# Exercise brief
Write out, character for character, the line containing "of the clay" and all lines after it up to the end of the listing.

# Supplied records
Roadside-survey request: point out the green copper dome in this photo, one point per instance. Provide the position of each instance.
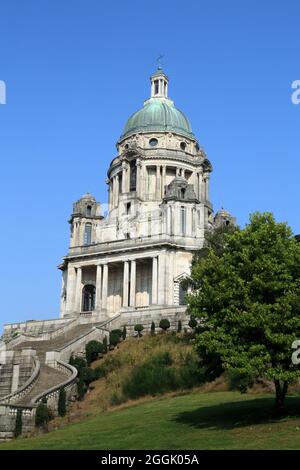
(158, 115)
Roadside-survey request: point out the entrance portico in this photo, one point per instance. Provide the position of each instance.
(114, 286)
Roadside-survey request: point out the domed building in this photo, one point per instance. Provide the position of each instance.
(125, 265)
(130, 264)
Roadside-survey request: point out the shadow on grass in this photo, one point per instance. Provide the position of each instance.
(238, 414)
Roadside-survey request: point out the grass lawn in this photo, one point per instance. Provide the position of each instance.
(215, 420)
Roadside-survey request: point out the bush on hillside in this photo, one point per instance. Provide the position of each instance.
(62, 402)
(139, 328)
(92, 350)
(18, 424)
(42, 415)
(193, 323)
(114, 337)
(124, 332)
(158, 375)
(164, 324)
(105, 344)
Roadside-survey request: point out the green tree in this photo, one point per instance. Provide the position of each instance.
(43, 415)
(124, 332)
(247, 294)
(139, 328)
(92, 350)
(62, 402)
(18, 424)
(164, 324)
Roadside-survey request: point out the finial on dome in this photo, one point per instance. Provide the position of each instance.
(159, 61)
(159, 81)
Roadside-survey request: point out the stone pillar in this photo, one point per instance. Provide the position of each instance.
(78, 293)
(124, 175)
(162, 272)
(71, 280)
(132, 283)
(125, 283)
(163, 181)
(104, 287)
(154, 280)
(157, 182)
(207, 187)
(117, 190)
(98, 286)
(138, 178)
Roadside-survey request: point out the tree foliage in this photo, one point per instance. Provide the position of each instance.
(247, 294)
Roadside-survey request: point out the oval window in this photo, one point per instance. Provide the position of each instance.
(153, 142)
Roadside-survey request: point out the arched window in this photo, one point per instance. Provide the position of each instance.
(182, 294)
(88, 298)
(182, 220)
(87, 234)
(132, 176)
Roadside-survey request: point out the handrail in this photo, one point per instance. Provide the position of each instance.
(26, 387)
(66, 384)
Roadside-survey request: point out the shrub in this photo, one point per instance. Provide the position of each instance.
(92, 350)
(18, 424)
(124, 333)
(116, 399)
(117, 332)
(43, 414)
(193, 323)
(78, 362)
(150, 378)
(138, 328)
(114, 338)
(62, 402)
(164, 324)
(237, 380)
(81, 389)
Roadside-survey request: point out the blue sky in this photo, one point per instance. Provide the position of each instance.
(75, 71)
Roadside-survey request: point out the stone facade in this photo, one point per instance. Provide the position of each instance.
(132, 260)
(123, 267)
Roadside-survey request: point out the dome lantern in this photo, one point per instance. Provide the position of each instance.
(159, 84)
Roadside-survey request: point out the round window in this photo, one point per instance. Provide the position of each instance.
(153, 142)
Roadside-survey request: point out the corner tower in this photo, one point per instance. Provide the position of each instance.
(158, 212)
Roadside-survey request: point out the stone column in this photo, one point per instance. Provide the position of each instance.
(132, 283)
(125, 283)
(104, 287)
(117, 190)
(78, 290)
(124, 175)
(154, 280)
(157, 182)
(98, 286)
(71, 280)
(138, 178)
(207, 187)
(163, 181)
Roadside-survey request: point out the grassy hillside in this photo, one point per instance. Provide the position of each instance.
(215, 420)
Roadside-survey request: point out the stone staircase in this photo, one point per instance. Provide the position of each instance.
(48, 376)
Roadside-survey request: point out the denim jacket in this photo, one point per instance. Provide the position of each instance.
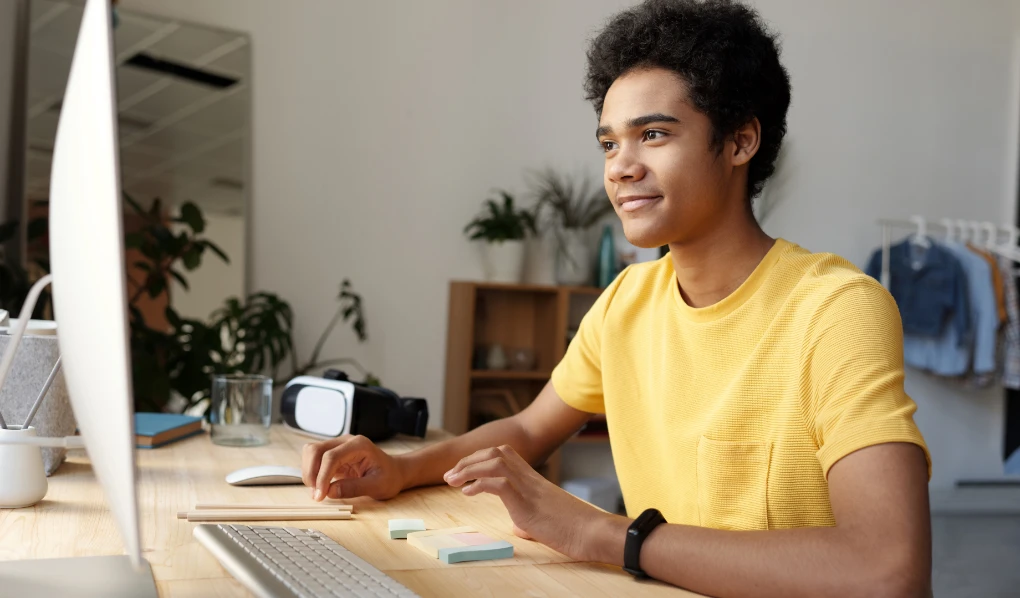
(929, 287)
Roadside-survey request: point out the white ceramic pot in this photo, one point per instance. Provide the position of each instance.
(541, 262)
(22, 478)
(504, 261)
(574, 260)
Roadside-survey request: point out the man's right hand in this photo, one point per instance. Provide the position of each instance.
(349, 466)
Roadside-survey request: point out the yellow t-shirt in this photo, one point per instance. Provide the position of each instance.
(730, 415)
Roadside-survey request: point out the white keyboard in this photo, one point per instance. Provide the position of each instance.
(275, 562)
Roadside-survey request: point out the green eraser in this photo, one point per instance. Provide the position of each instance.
(500, 549)
(399, 529)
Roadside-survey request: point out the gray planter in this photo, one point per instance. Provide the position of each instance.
(35, 359)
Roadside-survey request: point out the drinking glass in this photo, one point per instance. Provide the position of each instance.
(240, 411)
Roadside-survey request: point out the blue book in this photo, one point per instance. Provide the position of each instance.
(156, 430)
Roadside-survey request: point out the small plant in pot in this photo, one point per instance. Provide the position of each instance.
(574, 207)
(502, 228)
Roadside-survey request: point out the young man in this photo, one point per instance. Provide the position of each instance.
(754, 391)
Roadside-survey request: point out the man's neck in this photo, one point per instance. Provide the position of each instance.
(712, 266)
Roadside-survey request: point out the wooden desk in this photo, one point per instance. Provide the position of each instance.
(73, 520)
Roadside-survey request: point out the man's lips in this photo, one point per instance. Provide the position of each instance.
(629, 203)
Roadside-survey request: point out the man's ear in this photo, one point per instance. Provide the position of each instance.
(747, 139)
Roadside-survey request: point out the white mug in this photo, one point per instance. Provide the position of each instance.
(22, 478)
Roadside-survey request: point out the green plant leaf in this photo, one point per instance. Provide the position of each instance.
(180, 278)
(134, 240)
(155, 286)
(193, 256)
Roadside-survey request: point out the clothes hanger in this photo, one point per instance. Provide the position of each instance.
(963, 231)
(975, 230)
(992, 232)
(950, 229)
(921, 237)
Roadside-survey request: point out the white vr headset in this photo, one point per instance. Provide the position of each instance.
(334, 406)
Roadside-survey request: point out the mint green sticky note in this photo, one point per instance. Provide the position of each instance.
(399, 529)
(499, 549)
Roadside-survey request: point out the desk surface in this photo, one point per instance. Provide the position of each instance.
(73, 520)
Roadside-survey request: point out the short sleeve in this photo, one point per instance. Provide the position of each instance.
(855, 368)
(577, 378)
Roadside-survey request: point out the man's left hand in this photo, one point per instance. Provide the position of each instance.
(540, 509)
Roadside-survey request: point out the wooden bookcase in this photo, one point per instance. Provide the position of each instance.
(532, 316)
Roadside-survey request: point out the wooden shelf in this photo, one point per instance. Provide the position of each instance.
(481, 315)
(509, 375)
(590, 439)
(532, 288)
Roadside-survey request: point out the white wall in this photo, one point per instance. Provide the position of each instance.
(378, 128)
(900, 108)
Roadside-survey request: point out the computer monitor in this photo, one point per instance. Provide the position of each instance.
(87, 259)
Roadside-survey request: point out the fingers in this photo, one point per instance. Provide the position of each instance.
(351, 487)
(505, 453)
(495, 467)
(501, 487)
(335, 458)
(311, 457)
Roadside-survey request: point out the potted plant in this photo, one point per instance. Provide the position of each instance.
(503, 228)
(574, 208)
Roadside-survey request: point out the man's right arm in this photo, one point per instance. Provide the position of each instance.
(349, 466)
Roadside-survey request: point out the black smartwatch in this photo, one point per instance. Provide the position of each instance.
(636, 533)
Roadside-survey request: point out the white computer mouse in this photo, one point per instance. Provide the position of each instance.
(264, 476)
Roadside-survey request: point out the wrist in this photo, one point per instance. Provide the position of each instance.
(405, 468)
(606, 537)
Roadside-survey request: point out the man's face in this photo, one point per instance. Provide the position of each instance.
(665, 180)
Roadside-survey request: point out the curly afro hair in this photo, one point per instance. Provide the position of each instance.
(722, 50)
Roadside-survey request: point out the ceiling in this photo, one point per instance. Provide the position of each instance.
(180, 140)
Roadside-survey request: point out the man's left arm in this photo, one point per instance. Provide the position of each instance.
(880, 545)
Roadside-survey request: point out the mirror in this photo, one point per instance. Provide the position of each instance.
(185, 121)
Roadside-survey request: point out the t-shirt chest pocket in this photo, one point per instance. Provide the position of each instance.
(732, 484)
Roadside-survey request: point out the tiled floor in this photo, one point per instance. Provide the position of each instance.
(974, 554)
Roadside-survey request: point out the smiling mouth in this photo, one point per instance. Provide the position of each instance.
(636, 203)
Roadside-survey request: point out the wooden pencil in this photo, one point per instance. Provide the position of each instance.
(263, 515)
(303, 507)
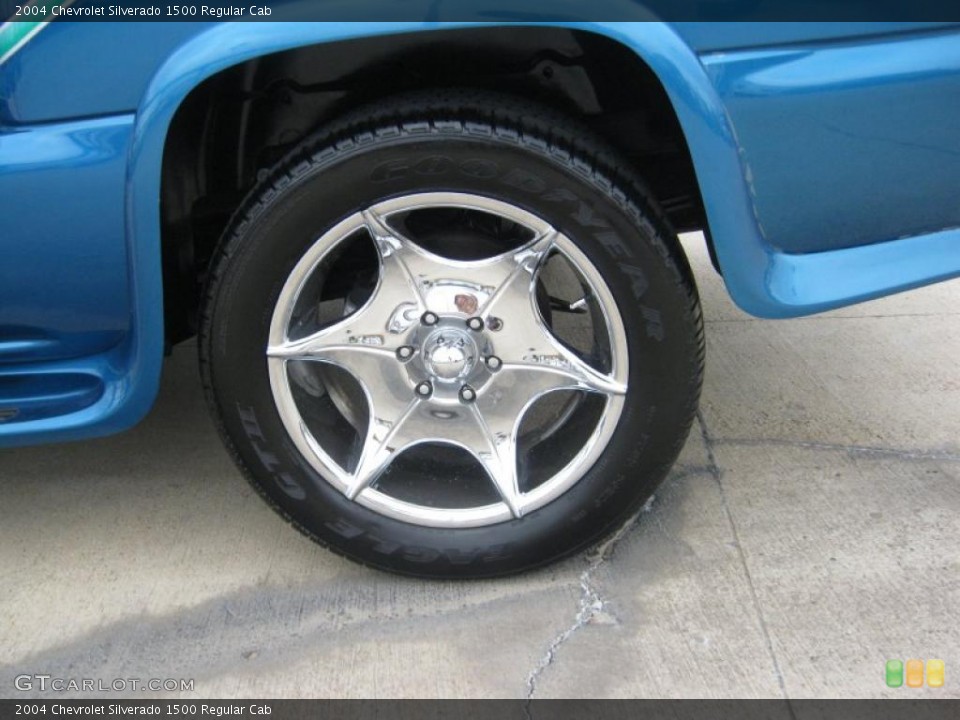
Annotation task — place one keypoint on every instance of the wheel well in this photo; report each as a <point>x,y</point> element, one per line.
<point>236,124</point>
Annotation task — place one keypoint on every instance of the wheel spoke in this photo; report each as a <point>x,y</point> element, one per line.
<point>516,286</point>
<point>497,452</point>
<point>384,439</point>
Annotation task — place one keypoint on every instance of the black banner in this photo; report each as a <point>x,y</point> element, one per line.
<point>479,10</point>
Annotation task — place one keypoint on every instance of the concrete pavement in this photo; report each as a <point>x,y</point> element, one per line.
<point>810,531</point>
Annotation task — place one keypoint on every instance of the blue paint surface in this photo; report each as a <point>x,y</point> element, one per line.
<point>828,171</point>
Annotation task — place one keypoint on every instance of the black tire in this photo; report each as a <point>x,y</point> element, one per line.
<point>542,162</point>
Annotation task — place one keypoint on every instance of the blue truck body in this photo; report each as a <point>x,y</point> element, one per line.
<point>827,157</point>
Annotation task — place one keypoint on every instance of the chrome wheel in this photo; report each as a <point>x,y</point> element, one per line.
<point>448,346</point>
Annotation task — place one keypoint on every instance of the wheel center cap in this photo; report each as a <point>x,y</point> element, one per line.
<point>449,354</point>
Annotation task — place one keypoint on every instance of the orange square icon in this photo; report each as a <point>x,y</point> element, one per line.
<point>914,673</point>
<point>935,673</point>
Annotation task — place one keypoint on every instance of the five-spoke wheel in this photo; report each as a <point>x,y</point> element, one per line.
<point>450,335</point>
<point>430,365</point>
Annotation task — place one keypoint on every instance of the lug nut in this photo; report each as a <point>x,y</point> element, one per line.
<point>424,389</point>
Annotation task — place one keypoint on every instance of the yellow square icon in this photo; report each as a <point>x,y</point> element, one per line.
<point>914,673</point>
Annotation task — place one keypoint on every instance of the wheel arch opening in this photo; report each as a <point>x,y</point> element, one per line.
<point>236,124</point>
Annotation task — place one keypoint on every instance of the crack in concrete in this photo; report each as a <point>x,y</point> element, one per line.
<point>717,474</point>
<point>592,604</point>
<point>838,447</point>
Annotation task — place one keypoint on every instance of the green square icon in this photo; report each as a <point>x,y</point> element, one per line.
<point>894,673</point>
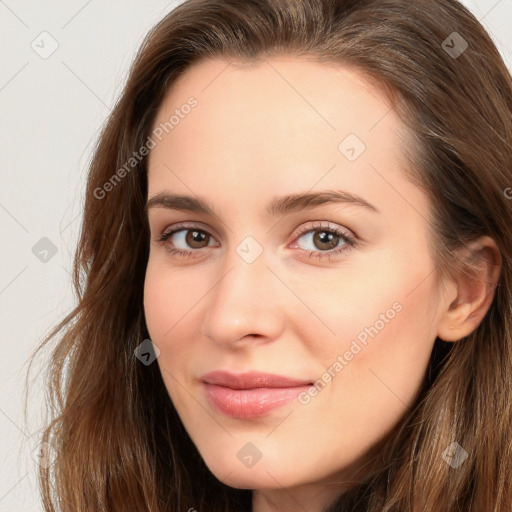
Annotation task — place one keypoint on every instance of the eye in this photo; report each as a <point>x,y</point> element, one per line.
<point>186,237</point>
<point>324,241</point>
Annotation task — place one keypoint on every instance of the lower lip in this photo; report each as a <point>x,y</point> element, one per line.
<point>250,403</point>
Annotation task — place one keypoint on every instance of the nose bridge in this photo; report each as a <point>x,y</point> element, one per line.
<point>244,301</point>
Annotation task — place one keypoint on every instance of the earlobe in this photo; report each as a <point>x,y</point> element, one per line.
<point>474,293</point>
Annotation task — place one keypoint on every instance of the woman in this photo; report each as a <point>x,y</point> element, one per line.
<point>294,269</point>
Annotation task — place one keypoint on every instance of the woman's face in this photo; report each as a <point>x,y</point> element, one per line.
<point>289,275</point>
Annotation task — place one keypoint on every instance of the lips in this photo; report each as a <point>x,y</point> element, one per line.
<point>250,395</point>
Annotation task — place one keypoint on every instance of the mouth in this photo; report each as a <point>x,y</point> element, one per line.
<point>250,395</point>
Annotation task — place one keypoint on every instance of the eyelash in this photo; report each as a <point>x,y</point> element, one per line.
<point>350,241</point>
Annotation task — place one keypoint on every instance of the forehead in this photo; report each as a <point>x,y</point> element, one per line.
<point>279,123</point>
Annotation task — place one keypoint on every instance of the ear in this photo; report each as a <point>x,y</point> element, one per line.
<point>471,295</point>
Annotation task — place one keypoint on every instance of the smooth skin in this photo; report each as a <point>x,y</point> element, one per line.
<point>261,132</point>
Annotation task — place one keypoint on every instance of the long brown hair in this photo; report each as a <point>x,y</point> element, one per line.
<point>118,442</point>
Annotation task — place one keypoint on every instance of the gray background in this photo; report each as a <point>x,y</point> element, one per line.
<point>51,111</point>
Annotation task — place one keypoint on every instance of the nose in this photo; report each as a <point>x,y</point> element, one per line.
<point>244,306</point>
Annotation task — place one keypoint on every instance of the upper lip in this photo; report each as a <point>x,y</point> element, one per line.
<point>251,380</point>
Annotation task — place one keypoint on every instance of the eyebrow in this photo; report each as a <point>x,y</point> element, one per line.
<point>278,205</point>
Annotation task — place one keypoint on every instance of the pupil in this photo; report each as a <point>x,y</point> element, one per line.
<point>325,237</point>
<point>195,237</point>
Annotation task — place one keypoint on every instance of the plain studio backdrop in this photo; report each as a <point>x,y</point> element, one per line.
<point>63,64</point>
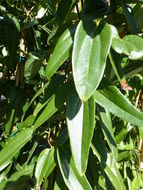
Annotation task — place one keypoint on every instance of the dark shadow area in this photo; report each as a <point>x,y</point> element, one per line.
<point>23,183</point>
<point>100,147</point>
<point>105,128</point>
<point>73,105</point>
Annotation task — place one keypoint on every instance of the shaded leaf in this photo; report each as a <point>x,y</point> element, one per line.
<point>56,101</point>
<point>14,145</point>
<point>70,175</point>
<point>61,52</point>
<point>130,45</point>
<point>45,164</point>
<point>80,120</point>
<point>90,50</point>
<point>109,97</point>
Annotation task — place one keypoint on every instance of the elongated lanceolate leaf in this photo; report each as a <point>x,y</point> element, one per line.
<point>90,50</point>
<point>56,101</point>
<point>106,125</point>
<point>109,97</point>
<point>130,45</point>
<point>45,164</point>
<point>80,119</point>
<point>14,145</point>
<point>61,52</point>
<point>11,182</point>
<point>110,168</point>
<point>70,175</point>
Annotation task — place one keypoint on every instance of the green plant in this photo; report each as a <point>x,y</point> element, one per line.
<point>71,94</point>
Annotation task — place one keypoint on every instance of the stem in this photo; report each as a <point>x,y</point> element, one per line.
<point>82,4</point>
<point>77,9</point>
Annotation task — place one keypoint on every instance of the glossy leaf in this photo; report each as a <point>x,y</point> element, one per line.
<point>70,175</point>
<point>130,45</point>
<point>61,52</point>
<point>109,97</point>
<point>45,164</point>
<point>11,182</point>
<point>90,50</point>
<point>107,165</point>
<point>56,101</point>
<point>32,65</point>
<point>106,124</point>
<point>59,182</point>
<point>80,120</point>
<point>14,145</point>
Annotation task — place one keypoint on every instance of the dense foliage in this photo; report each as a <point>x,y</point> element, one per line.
<point>71,96</point>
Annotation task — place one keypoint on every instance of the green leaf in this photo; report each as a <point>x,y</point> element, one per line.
<point>116,64</point>
<point>106,124</point>
<point>56,101</point>
<point>70,175</point>
<point>61,52</point>
<point>130,45</point>
<point>32,65</point>
<point>80,119</point>
<point>129,18</point>
<point>14,145</point>
<point>29,121</point>
<point>109,97</point>
<point>45,164</point>
<point>107,165</point>
<point>63,13</point>
<point>59,182</point>
<point>90,50</point>
<point>11,182</point>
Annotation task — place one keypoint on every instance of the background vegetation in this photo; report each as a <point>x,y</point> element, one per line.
<point>71,96</point>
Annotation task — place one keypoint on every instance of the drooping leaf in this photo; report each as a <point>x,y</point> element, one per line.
<point>109,97</point>
<point>90,50</point>
<point>45,164</point>
<point>61,52</point>
<point>59,182</point>
<point>70,175</point>
<point>106,124</point>
<point>32,65</point>
<point>80,120</point>
<point>14,145</point>
<point>129,18</point>
<point>110,168</point>
<point>130,45</point>
<point>19,175</point>
<point>63,13</point>
<point>56,101</point>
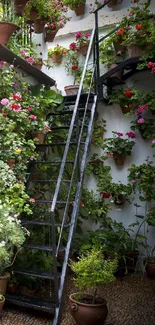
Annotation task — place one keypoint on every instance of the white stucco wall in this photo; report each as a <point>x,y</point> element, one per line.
<point>116,121</point>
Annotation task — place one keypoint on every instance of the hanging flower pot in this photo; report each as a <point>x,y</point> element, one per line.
<point>50,34</point>
<point>112,3</point>
<point>39,25</point>
<point>134,51</point>
<point>119,199</point>
<point>83,49</point>
<point>80,10</point>
<point>3,283</point>
<point>6,31</point>
<point>38,65</point>
<point>11,162</point>
<point>19,6</point>
<point>57,58</point>
<point>119,160</point>
<point>71,90</point>
<point>40,135</point>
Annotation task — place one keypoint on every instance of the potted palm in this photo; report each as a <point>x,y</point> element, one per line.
<point>91,271</point>
<point>119,147</point>
<point>77,6</point>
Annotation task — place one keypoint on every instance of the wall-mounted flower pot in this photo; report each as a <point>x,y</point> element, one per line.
<point>57,58</point>
<point>71,90</point>
<point>6,31</point>
<point>150,268</point>
<point>11,162</point>
<point>90,314</point>
<point>40,135</point>
<point>80,10</point>
<point>39,25</point>
<point>134,51</point>
<point>50,35</point>
<point>38,65</point>
<point>119,160</point>
<point>19,6</point>
<point>112,3</point>
<point>119,199</point>
<point>83,49</point>
<point>3,283</point>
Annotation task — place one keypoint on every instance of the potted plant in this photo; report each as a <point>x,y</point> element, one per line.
<point>77,6</point>
<point>90,271</point>
<point>82,42</point>
<point>72,67</point>
<point>142,178</point>
<point>38,12</point>
<point>119,147</point>
<point>144,125</point>
<point>127,98</point>
<point>57,21</point>
<point>57,53</point>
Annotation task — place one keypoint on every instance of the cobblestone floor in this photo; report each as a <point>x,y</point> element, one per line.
<point>130,302</point>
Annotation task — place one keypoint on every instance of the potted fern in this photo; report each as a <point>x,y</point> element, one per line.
<point>91,270</point>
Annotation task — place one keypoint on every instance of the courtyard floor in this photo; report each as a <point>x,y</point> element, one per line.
<point>130,302</point>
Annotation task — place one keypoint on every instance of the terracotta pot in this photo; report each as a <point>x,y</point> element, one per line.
<point>119,199</point>
<point>83,49</point>
<point>11,162</point>
<point>3,283</point>
<point>38,65</point>
<point>131,260</point>
<point>71,90</point>
<point>126,109</point>
<point>6,31</point>
<point>27,292</point>
<point>49,36</point>
<point>2,302</point>
<point>119,48</point>
<point>40,135</point>
<point>85,313</point>
<point>39,25</point>
<point>134,51</point>
<point>19,6</point>
<point>117,74</point>
<point>112,3</point>
<point>119,160</point>
<point>150,268</point>
<point>80,10</point>
<point>57,58</point>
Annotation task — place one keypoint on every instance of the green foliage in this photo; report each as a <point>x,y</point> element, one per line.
<point>93,270</point>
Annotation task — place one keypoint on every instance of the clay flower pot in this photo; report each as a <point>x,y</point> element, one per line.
<point>112,3</point>
<point>83,49</point>
<point>6,31</point>
<point>80,10</point>
<point>57,58</point>
<point>50,35</point>
<point>40,135</point>
<point>19,6</point>
<point>150,268</point>
<point>84,312</point>
<point>71,90</point>
<point>3,283</point>
<point>134,51</point>
<point>39,25</point>
<point>119,160</point>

# Correct answer
Annotation task — place one keypoint on every instance of the clay flower pot in this photo; report each as a <point>x,y</point> element, one per line.
<point>112,3</point>
<point>83,49</point>
<point>6,31</point>
<point>80,10</point>
<point>57,58</point>
<point>50,35</point>
<point>40,135</point>
<point>19,6</point>
<point>150,268</point>
<point>84,312</point>
<point>71,90</point>
<point>3,283</point>
<point>134,51</point>
<point>39,25</point>
<point>119,160</point>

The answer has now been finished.